### Tasks
1. Set out the listing below as a numbered list, covering only the stretch from the line that contains "Might you point out the green leaf" through the end of the listing. Skip blank lines and leave the pictures out.
2. Carry on the passage about bootstrapping regression residuals from where it stops.

### Document passage
Although residual resampling is primarily used for designed experiments, this article uses the same data set as in the previous article: the weights (Y) and heights (X) of 19 students. Therefore, you can compare the results of the two bootstrap methods. As in the previous article, this article uses the bootstrap to examine the sampling distribution and variance of the parameter estimates (the regression coefficients).

Bootstrap residuals

The following steps show how to bootstrap residuals in a regression analysis:

  1. Fit a regression model that regresses the original response, Y, onto the explanatory variables, X. Save the predicted values (YPred) and the residual values (R).
  2. A bootstrap sample consists of forming a new response vector as Yi, Boot = Yi, Pred + Rrand, where Yi, Pred is the i_th predicted value and Rrand is chosen randomly (with replacement) from the residuals in Step 1. Create B samples, where B is a large number.
  3. For each bootstrap sample, fit a regression model that regresses YBoot onto X.
  4. The bootstrap distribution is the union of all the statistics that you computed in Step 3. Analyze the bootstrap distribution to estimate standard errors and confidence intervals for the parameters.

### Working data
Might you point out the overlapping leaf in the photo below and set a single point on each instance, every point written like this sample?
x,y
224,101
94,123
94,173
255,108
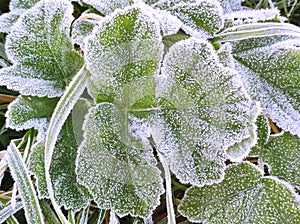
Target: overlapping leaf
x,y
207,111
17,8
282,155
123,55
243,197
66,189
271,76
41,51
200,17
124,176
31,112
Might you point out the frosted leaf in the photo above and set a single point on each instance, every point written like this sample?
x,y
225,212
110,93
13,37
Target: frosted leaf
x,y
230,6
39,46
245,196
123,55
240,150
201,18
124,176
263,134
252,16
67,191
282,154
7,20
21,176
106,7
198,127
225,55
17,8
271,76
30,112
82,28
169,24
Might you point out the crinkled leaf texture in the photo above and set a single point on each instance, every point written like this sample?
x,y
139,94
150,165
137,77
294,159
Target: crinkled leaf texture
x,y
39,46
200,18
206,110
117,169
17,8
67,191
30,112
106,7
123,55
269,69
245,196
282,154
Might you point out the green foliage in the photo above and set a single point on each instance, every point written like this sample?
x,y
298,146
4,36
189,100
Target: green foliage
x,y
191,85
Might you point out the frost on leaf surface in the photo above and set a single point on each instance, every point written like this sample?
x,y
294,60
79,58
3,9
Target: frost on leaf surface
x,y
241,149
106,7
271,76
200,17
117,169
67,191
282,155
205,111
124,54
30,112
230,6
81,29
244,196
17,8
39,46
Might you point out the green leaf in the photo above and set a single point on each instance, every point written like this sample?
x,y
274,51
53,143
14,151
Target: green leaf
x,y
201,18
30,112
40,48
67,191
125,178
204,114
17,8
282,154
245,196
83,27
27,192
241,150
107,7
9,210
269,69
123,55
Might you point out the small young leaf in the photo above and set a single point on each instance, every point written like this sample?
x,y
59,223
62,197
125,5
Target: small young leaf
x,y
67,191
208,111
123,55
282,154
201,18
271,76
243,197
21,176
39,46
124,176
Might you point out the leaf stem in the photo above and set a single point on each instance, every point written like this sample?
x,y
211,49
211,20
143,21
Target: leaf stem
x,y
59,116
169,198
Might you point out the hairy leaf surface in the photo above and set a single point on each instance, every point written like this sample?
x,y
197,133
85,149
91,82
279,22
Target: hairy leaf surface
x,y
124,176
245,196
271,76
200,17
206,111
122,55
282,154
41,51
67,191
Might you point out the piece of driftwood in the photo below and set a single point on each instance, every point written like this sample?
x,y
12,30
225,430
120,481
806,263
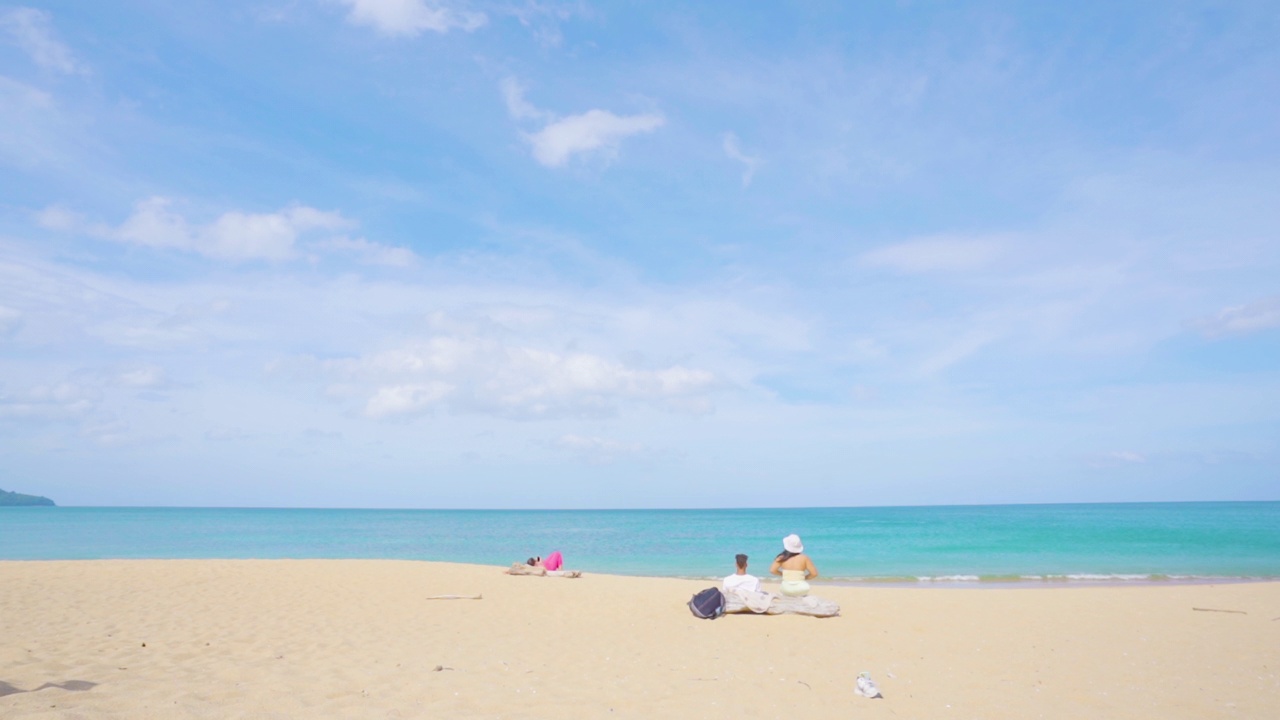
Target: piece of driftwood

### Exercise results
1.
1. Might you point out the green leaf in the photo above and set a single point on each instance, every point written like this sample?
2. x,y
3. 274,51
4. 53,143
5. 14,151
6. Target: green leaf
7. x,y
8. 201,18
9. 30,112
10. 40,48
11. 67,191
12. 125,178
13. 204,114
14. 17,8
15. 282,154
16. 245,196
17. 83,27
18. 27,192
19. 241,150
20. 107,7
21. 9,210
22. 269,69
23. 123,55
24. Might you point out the small young leaf in the photo above and set a single point on each instance, every point written like this sample?
25. x,y
26. 59,223
27. 62,197
28. 125,5
29. Target: small young leaf
30. x,y
31. 67,191
32. 208,111
33. 123,55
34. 282,154
35. 201,18
36. 271,76
37. 243,197
38. 21,176
39. 39,46
40. 124,176
41. Might you point out the leaf stem in the photo above and set a single point on each instance, every point written like this sample?
42. x,y
43. 211,49
44. 211,20
45. 143,21
46. Target: leaf stem
47. x,y
48. 59,116
49. 169,198
50. Might you point out the hairy leaf surface in the photo above and set a single point on each instance, every point written like this sample?
51. x,y
52. 197,133
53. 85,149
54. 91,82
55. 279,22
56. Target: hairy leaf surface
57. x,y
58. 124,176
59. 245,196
60. 271,76
61. 200,17
62. 206,111
63. 122,55
64. 282,154
65. 41,51
66. 67,191
67. Might you point out the piece of driftwood in the photo below and set a single point on each instance, every point written like this sample?
68. x,y
69. 12,30
70. 225,430
71. 120,481
72. 806,263
73. Target: piece of driftwood

2.
Step 1: Fit a model, save predicted and residual values

To demonstrate residual resampling, I will use procedures in Base SAS and SAS/STAT. (A SAS/IML solution is presented at the end of this article.) The following statements create the data and rename the response variable (Weight) and the explanatory variable (X) so that their roles are clear. Step 1 of the residual bootstrap is to fit a model and save the predicted and residual values:

data sample(keep=x y);
   set Sashelp.Class(rename=(Weight=Y Height=X));
run;
 
/* 1. compute value of the statistic on original data */
proc reg data=Sample plots=none;
   model Y = X / CLB covb;
   output out=RegOut predicted=Pred residual=Resid;
run; quit;
 
%let IntEst = -143.02692;  /* set some macro variables for later use */
%let XEst   =    3.89903;
%let nObs   =   19;

Step 2: Form the bootstrap resamples

The second step is to randomly draw residuals and use them to generate new response vectors from the predicted values of the fitted model. There are several ways to do this. If you have SAS 9.4m5 (SAS/STAT 14.3), you can use PROC SURVEYSELECT to select and output the residuals in a random order. An alternative method that uses the SAS DATA step is shown below. The program reads the residuals into an array. For each original observation, it adds a random residual to the predicted response. It does this B times, where B = 5,000. It then sorts the data by the SampleID variable so that the B bootstrap samples are ready to be analyzed.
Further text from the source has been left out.